Exercise prompt:
Put every line of the material below into a JSON list of strings, one string per line, leaving out blank lines.

++++ Material to process

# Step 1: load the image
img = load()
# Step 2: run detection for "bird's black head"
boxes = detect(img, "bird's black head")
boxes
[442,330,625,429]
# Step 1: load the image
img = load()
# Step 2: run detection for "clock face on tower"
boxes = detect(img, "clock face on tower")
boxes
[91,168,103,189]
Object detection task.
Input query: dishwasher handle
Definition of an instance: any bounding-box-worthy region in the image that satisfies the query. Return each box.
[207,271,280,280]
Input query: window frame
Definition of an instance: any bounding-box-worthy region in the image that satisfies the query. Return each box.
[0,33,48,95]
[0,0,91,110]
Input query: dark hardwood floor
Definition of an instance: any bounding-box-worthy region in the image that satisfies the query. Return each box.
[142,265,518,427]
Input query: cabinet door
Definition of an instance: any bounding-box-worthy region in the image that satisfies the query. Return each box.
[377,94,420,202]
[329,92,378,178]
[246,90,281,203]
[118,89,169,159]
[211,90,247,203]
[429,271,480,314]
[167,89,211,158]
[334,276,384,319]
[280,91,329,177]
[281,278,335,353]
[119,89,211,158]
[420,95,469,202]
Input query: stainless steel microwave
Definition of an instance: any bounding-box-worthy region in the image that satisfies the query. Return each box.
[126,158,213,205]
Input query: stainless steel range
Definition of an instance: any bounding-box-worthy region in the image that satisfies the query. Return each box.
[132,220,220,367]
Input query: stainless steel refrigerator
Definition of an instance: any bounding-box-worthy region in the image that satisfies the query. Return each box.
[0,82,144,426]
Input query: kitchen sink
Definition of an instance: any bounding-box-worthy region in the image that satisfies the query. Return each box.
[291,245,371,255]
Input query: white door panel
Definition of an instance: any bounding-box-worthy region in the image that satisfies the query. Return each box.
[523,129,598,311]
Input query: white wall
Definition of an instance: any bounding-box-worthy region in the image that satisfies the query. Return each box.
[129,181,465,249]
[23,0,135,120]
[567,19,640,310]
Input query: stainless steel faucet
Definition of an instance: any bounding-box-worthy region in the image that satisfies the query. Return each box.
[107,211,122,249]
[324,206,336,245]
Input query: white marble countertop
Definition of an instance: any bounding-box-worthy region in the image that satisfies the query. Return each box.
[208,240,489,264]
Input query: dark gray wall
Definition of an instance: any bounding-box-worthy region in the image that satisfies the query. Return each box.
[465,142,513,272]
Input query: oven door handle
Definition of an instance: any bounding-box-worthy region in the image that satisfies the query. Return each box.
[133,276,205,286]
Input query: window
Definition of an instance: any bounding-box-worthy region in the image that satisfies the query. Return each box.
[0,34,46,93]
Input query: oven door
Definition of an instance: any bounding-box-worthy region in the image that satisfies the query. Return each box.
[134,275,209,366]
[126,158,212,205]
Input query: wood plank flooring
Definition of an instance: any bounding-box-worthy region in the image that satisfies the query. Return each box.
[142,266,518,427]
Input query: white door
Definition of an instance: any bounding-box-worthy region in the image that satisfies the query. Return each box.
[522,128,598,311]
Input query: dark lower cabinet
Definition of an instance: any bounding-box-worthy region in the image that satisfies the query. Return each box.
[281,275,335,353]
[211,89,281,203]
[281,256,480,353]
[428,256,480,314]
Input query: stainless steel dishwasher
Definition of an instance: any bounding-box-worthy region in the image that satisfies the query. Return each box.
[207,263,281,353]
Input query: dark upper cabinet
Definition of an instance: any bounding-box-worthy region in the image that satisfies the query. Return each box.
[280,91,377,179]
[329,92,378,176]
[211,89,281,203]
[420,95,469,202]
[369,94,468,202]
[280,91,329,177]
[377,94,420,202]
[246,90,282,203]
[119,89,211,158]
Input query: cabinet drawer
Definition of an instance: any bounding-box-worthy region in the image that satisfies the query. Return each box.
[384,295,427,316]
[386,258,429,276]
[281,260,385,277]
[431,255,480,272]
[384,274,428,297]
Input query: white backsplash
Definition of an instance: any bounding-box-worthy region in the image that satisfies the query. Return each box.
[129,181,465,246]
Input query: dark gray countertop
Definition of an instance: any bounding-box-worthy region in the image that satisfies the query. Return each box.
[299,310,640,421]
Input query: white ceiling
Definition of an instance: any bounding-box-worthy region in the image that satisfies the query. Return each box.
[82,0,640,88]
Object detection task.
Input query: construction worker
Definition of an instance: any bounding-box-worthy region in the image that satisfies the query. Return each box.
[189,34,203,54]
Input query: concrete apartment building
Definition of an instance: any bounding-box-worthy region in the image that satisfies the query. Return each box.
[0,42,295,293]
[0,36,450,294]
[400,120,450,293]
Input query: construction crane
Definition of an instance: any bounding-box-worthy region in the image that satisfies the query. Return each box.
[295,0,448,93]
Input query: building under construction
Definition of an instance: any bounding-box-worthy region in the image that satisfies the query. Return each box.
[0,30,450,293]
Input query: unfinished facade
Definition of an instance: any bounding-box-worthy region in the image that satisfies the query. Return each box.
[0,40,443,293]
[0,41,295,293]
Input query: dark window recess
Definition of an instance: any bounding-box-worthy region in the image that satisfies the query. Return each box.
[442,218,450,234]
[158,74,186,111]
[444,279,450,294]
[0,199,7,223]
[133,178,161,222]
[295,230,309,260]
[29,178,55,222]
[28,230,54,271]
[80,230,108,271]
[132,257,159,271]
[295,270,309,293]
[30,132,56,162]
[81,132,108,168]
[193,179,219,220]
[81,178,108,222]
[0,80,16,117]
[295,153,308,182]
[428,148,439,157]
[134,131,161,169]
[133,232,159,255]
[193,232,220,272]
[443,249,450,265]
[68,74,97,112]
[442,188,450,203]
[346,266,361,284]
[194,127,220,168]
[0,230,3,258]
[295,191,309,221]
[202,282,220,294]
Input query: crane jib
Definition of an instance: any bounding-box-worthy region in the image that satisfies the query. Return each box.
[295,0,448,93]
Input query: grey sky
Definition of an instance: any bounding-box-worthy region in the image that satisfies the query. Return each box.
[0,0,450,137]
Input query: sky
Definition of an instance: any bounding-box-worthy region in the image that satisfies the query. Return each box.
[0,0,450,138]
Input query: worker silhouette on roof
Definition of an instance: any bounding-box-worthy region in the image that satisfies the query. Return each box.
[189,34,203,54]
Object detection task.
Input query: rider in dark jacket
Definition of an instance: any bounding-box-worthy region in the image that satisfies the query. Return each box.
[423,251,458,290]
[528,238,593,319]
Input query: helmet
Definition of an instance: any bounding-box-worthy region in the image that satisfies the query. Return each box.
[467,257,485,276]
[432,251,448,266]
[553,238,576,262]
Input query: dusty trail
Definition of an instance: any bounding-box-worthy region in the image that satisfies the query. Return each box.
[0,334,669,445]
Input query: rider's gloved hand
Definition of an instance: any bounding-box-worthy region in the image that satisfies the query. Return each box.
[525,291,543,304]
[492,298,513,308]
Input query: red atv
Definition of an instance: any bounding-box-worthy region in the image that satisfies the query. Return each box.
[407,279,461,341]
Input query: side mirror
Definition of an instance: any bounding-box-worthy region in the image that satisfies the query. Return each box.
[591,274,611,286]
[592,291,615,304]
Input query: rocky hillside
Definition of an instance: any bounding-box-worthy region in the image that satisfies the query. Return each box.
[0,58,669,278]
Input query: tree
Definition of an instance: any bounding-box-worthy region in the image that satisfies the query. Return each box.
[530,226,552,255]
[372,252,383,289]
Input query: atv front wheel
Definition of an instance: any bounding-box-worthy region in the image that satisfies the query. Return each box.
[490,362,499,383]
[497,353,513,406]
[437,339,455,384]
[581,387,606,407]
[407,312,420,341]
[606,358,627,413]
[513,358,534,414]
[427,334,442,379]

++++++++

Written solution:
[
  "# Step 1: load the image",
  "img = load()",
  "# Step 2: run detection for \"bird's black head\"",
  "boxes = detect(img, \"bird's black head\")",
  "boxes",
  "[442,330,625,429]",
  "# Step 1: load the image",
  "img = load()",
  "# Step 2: run detection for \"clock face on tower\"",
  "boxes = detect(img, \"clock face on tower\")",
  "boxes",
  "[91,168,103,189]",
  "Object detection task.",
  "Input query: dishwasher handle",
  "Definition of an instance: any bounding-box-worthy region in the image that satisfies the query. Return each box.",
  "[207,271,280,280]",
  "Input query: window frame",
  "Definition of an instance: any bounding-box-worthy region in the image that satisfies the query. Return each box.",
  "[0,33,48,95]",
  "[0,0,91,110]",
  "Input query: dark hardwood floor",
  "Definition of an instance: any bounding-box-worthy region in the image that satisfies the query. Return each box.",
  "[142,265,518,427]",
  "Input query: cabinet door",
  "Definition of an instance: any bounding-box-worthy region in the image that satisfies the query. Return each box.",
  "[377,94,420,202]",
  "[329,92,378,178]",
  "[246,90,281,203]",
  "[118,89,169,159]",
  "[211,90,247,203]",
  "[429,271,480,314]",
  "[167,89,211,158]",
  "[334,276,384,319]",
  "[280,91,329,177]",
  "[281,278,335,353]",
  "[119,89,211,158]",
  "[420,95,469,202]",
  "Input query: stainless steel microwave",
  "Definition of an instance: any bounding-box-worthy region in the image that satisfies the query. Return each box.",
  "[126,158,213,205]",
  "Input query: stainless steel range",
  "Definition of an instance: any bounding-box-worthy region in the image that satisfies the query. Return each box.",
  "[132,220,220,367]",
  "Input query: stainless steel refrigerator",
  "Definition of an instance: any bounding-box-worthy region in the image that satisfies the query. Return each box.",
  "[0,82,144,426]",
  "Input query: kitchen sink",
  "Definition of an instance: any bounding-box-worthy region in the image that satisfies the query. Return each box.",
  "[291,245,371,255]",
  "Input query: white door panel",
  "Definition of an instance: any bounding-box-worthy region in the image that satisfies the query. Return each box.",
  "[523,129,598,311]",
  "Input query: white wall",
  "Definition of an instance: any bounding-box-worthy region in the image that satisfies the query. Return each box.",
  "[129,181,465,249]",
  "[23,0,135,120]",
  "[567,19,640,310]",
  "Input query: stainless steel faucet",
  "Definition of an instance: any bounding-box-worthy region in the image that satisfies the query. Return each box.",
  "[107,211,122,249]",
  "[324,206,336,245]",
  "Input query: white marble countertop",
  "Definition of an instance: any bounding-box-worthy region in the image that satisfies the query. Return each box.",
  "[208,240,489,264]",
  "Input query: dark gray wall",
  "Definition of an instance: any bounding-box-worthy region in the image that satisfies the query. Return each box.",
  "[465,142,513,272]",
  "Input query: oven door handle",
  "Definition of an instance: any bounding-box-worthy region in the image that satisfies the query. Return each box.",
  "[133,276,205,286]",
  "Input query: window",
  "Definition of an instance: any bounding-box-worthy region in the image that satisfies the query. Return each box.",
  "[0,34,46,93]",
  "Input query: oven door",
  "Definition of an instance: any bounding-box-worthy region in the image that satisfies the query. Return each box.",
  "[134,275,209,366]",
  "[126,158,212,205]",
  "Input query: wood plank flooring",
  "Definition of an instance: any bounding-box-worthy region in the image that satisfies the query. Return each box.",
  "[142,266,518,427]",
  "Input query: white door",
  "Definition of an instance: any bounding-box-worthy region in the image that satisfies the query. Return each box.",
  "[522,128,598,311]",
  "Input query: dark lower cabinet",
  "Definition of an instance: any bounding-box-worthy region in the image that satisfies the query. Return each box.",
  "[281,275,335,353]",
  "[211,89,281,203]",
  "[281,256,480,353]",
  "[428,256,480,314]",
  "Input query: stainless steel dishwasher",
  "Definition of an instance: any bounding-box-worthy region in the image that satisfies the query. Return each box.",
  "[207,263,281,353]",
  "Input query: dark upper cabinet",
  "Definition of an instance: any bounding-box-worthy region in the image that satisfies the query. Return each box.",
  "[280,91,377,179]",
  "[329,92,378,176]",
  "[211,89,281,203]",
  "[420,95,469,202]",
  "[369,94,468,202]",
  "[280,91,329,177]",
  "[377,94,420,202]",
  "[246,90,282,203]",
  "[119,89,211,158]",
  "Input query: cabinet drawer",
  "Definition of an instance: any bounding-box-worthy region in the image that satisfies the query. Return each box.",
  "[384,295,427,316]",
  "[386,258,429,276]",
  "[281,260,385,277]",
  "[431,255,480,272]",
  "[384,274,428,297]",
  "Input query: white backsplash",
  "Definition of an instance: any bounding-box-worthy region in the image that satisfies the query. Return each box.",
  "[129,181,465,246]",
  "Input query: dark gray countertop",
  "Definition of an instance: any bounding-box-worthy region in the image that satisfies the query. Return each box.",
  "[299,310,640,421]",
  "Input query: white ceiling",
  "Definition of an instance: any bounding-box-worthy region in the image that satisfies the query. Return each box.",
  "[82,0,640,88]",
  "Object detection task.",
  "Input query: construction worker",
  "Definition of an instance: any bounding-box-worthy region in the image that satisfies the query. Return each box.",
  "[189,34,203,54]",
  "Input query: concrete apartment building",
  "Definition of an instance: any bounding-box-worthy region in the image that satisfies the query. Return each box.",
  "[0,42,295,293]",
  "[0,36,450,294]",
  "[400,120,450,293]",
  "Input query: construction crane",
  "Definition of an instance: any bounding-box-worthy region in the image that satisfies the query. Return each box.",
  "[295,0,448,93]",
  "Input query: building under construction",
  "Definition of an instance: any bounding-box-worthy region in the image that satisfies the query. Return each box.",
  "[0,30,450,293]",
  "Input query: unfinished facade",
  "Definition of an instance: any bounding-box-worthy region in the image that satisfies the query. Return each box.",
  "[0,40,443,293]",
  "[0,41,295,293]",
  "Input query: dark window recess",
  "Definition of an instance: any bounding-box-worthy region in the image that satisfies the query. Return each box.",
  "[442,218,450,234]",
  "[158,74,186,111]",
  "[444,279,450,294]",
  "[0,199,7,223]",
  "[133,178,161,222]",
  "[295,230,309,260]",
  "[29,178,55,222]",
  "[28,230,54,271]",
  "[80,230,108,271]",
  "[132,257,159,271]",
  "[295,270,309,293]",
  "[30,132,56,162]",
  "[81,132,108,168]",
  "[193,179,219,220]",
  "[81,178,108,222]",
  "[0,80,16,117]",
  "[295,153,308,182]",
  "[428,148,439,157]",
  "[134,131,161,169]",
  "[133,232,159,255]",
  "[193,232,220,272]",
  "[443,249,450,265]",
  "[68,74,97,112]",
  "[442,188,450,203]",
  "[346,266,361,284]",
  "[194,127,220,168]",
  "[0,230,3,258]",
  "[295,191,309,221]",
  "[202,282,220,294]",
  "Input query: crane jib",
  "Definition of an instance: any bounding-box-worthy region in the image that satisfies the query. Return each box.",
  "[295,0,448,93]",
  "Input query: grey sky",
  "Definition of an instance: any bounding-box-worthy region in the image that satisfies the query. Return each box.",
  "[0,0,450,137]",
  "Input query: sky",
  "Definition of an instance: any bounding-box-worthy region in the image that satisfies the query. Return each box.",
  "[0,0,450,138]",
  "Input query: worker silhouette on roof",
  "Definition of an instance: any bounding-box-worthy region in the image that satisfies the query. Return each box.",
  "[189,34,203,54]",
  "Object detection task.",
  "Input query: rider in dark jacket",
  "Definition of an instance: any bounding-box-worthy region in the image that satisfies the query. Return each box.",
  "[423,251,458,290]",
  "[528,238,593,319]",
  "Input query: helmet",
  "Definition of an instance: any bounding-box-worthy region in the image that satisfies the query. Return each box.",
  "[467,257,485,276]",
  "[432,251,448,266]",
  "[553,238,576,262]",
  "Input query: dusty trail",
  "Definition of an instance: any bounding-box-worthy region in the image that satisfies the query. Return each box.",
  "[0,334,669,445]",
  "Input query: rider's gloved hand",
  "Definition of an instance: any bounding-box-worthy region in the image that satisfies the query. Return each box.",
  "[525,291,543,304]",
  "[492,298,513,308]",
  "Input query: red atv",
  "Definition of an instance: any bounding-box-worthy region in the image that satisfies the query. Return each box.",
  "[407,279,461,341]",
  "Input query: side mirror",
  "Definition of an instance: any bounding-box-worthy region in the image that satisfies the query. Return each box.",
  "[591,274,611,286]",
  "[592,291,615,304]",
  "Input query: rocky hillside",
  "Definition of an instance: any bounding-box-worthy region in the image that satisfies the query. Return each box.",
  "[0,58,669,278]",
  "Input query: tree",
  "Definition of an instance: any bounding-box-worthy region in the image that satisfies the query. Return each box.",
  "[530,226,552,255]",
  "[372,252,383,289]",
  "Input query: atv front wheel",
  "Definition of an instance: any bounding-box-worthy region in the image that satisfies the query. Return each box.",
  "[490,362,499,383]",
  "[497,353,513,406]",
  "[437,339,455,384]",
  "[581,387,606,407]",
  "[407,312,420,341]",
  "[606,358,627,413]",
  "[513,358,534,414]",
  "[427,334,442,379]"
]